Development of a liver tissue organoid

Despite the ability of liver to regenerate from one third its size, little is known about the cellular mechanisms that underpin such an almost limitless potential for regeneration. In vitro culture of cells is often plagued with reductions in cell viability and function, providing limited understanding of regenerative capability outside of in vivo environments. Even in vivo, once sufficient tissue is lost, native regenerative response limits further regeneration capability. Studies using decellularised liver grafts have potential for understanding the mechanisms behind wound healing and repair as well as providing long term evaluation of drug toxicity after seeding due to the native like biological, biochemical and architectural characteristics.

AIM OF THE EXERCISE: In the passage on liver organoids, please swap "liver" for "kidney". Begin at the words "Despite the ability" and stop after "and architectural characteristics.". The items after this passage on liver organoids are separate material.

RECORD SET:
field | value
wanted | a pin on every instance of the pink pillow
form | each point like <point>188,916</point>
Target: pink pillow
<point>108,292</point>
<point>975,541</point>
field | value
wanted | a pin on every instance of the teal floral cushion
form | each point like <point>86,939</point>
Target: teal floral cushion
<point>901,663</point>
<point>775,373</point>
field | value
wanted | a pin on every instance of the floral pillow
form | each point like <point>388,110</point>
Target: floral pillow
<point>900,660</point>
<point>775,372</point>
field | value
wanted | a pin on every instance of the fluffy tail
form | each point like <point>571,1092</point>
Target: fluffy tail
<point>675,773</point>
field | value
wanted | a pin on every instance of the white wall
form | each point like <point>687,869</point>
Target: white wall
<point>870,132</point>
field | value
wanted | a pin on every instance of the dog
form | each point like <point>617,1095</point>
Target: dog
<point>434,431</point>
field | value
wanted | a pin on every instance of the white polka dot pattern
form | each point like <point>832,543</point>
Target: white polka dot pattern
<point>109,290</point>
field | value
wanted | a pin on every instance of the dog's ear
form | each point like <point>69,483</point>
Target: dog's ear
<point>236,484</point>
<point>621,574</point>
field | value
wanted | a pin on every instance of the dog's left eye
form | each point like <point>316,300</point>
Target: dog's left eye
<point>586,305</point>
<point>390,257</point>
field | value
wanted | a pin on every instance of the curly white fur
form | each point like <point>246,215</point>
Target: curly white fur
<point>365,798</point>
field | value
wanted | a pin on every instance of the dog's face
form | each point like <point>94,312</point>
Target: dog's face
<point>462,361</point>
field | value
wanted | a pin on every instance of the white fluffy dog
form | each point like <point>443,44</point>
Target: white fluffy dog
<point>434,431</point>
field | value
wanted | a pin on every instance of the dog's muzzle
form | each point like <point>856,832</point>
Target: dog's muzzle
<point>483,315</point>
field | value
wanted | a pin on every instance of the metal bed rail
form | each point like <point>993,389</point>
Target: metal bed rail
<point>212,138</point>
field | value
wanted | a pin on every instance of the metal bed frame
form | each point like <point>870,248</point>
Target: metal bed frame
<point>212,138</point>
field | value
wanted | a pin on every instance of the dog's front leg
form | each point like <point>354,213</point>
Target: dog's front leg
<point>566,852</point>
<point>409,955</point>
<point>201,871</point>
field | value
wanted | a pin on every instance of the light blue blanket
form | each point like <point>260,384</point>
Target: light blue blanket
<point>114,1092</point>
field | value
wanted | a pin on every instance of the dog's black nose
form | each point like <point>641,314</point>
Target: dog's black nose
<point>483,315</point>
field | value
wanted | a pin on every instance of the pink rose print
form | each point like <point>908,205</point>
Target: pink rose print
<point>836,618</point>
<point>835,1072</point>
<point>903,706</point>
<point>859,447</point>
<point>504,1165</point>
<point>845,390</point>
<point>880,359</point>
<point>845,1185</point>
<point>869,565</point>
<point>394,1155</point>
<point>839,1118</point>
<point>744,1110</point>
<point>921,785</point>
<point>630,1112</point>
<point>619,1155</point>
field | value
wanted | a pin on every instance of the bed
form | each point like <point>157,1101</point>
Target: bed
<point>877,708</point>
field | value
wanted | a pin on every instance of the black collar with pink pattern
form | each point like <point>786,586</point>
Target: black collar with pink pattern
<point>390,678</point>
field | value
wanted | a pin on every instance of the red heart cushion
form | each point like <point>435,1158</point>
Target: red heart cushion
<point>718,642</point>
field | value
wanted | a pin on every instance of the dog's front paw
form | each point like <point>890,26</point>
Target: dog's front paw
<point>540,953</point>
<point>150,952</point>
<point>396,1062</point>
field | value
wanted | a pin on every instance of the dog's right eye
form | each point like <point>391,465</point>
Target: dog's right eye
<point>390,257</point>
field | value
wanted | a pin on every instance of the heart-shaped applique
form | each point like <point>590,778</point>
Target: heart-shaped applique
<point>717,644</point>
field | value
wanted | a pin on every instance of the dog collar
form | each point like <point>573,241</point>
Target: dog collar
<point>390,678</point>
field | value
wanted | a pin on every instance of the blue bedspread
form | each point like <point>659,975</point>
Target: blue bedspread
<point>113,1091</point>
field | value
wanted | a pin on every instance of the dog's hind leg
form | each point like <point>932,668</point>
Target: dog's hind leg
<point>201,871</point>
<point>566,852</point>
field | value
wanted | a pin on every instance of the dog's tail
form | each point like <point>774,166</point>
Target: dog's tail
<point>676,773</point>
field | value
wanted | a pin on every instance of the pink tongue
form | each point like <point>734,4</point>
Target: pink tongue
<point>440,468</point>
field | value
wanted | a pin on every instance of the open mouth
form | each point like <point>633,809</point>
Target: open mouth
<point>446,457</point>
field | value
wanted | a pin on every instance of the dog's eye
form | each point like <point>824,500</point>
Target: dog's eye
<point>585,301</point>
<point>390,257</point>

...

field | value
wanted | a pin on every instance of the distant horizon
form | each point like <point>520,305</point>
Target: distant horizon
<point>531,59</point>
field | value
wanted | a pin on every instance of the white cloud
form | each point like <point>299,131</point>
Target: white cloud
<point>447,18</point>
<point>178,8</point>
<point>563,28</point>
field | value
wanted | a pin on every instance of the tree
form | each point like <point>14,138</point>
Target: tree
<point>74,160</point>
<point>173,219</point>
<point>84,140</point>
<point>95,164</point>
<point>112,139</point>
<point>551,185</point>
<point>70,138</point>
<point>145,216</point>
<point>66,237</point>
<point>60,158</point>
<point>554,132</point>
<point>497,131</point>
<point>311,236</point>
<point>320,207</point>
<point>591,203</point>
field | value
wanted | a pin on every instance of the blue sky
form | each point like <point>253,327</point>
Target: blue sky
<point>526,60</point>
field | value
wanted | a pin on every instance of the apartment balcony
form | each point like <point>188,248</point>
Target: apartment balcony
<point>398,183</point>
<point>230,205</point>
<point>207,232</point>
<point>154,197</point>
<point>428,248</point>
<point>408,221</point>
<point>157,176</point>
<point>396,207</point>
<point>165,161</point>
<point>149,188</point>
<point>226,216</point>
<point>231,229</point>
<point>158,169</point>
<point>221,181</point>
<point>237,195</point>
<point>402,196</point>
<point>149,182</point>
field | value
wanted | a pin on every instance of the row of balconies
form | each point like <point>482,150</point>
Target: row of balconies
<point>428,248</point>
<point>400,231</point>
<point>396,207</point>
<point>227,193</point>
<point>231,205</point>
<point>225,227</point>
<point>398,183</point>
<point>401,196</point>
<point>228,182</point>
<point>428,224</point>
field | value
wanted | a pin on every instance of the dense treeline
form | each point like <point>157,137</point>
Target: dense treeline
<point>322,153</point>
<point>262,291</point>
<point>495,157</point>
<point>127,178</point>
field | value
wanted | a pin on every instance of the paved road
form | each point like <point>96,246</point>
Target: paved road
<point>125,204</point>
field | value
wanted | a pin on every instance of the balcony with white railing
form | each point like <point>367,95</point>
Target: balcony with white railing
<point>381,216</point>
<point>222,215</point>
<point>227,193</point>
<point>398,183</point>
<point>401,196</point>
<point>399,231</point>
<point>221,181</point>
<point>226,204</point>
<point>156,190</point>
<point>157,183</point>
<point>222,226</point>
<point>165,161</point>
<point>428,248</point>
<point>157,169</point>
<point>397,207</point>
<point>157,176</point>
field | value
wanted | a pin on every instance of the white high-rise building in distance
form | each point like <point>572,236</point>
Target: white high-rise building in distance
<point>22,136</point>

REPLY:
Despite the ability of kidney to regenerate from one third its size, little is known about the cellular mechanisms that underpin such an almost limitless potential for regeneration. In vitro culture of cells is often plagued with reductions in cell viability and function, providing limited understanding of regenerative capability outside of in vivo environments. Even in vivo, once sufficient tissue is lost, native regenerative response limits further regeneration capability. Studies using decellularised kidney grafts have potential for understanding the mechanisms behind wound healing and repair as well as providing long term evaluation of drug toxicity after seeding due to the native like biological, biochemical and architectural characteristics.